Saved entries
»»

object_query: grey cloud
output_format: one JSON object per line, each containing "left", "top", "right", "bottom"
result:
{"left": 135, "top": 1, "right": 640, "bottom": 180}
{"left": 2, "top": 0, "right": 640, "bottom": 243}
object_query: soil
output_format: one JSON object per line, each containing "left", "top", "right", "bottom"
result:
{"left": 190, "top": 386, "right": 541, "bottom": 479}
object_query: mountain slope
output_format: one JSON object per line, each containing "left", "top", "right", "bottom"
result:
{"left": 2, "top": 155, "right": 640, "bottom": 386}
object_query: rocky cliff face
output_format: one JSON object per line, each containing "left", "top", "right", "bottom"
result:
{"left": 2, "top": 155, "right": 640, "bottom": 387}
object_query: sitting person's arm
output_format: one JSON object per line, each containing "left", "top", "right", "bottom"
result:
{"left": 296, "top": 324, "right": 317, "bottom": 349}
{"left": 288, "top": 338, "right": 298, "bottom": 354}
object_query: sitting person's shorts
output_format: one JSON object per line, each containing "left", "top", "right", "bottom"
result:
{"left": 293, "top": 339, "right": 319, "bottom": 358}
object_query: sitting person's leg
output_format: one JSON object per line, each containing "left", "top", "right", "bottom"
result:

««

### WORK INSTRUCTIONS:
Reproduce exactly the lines from the beginning of the entries above up to and including the line that contains "object_query: soil".

### YOUR RESPONSE:
object_query: grey cloud
output_format: one JSON object per line, each containing "left", "top", "right", "bottom"
result:
{"left": 135, "top": 1, "right": 640, "bottom": 180}
{"left": 2, "top": 0, "right": 640, "bottom": 243}
object_query: soil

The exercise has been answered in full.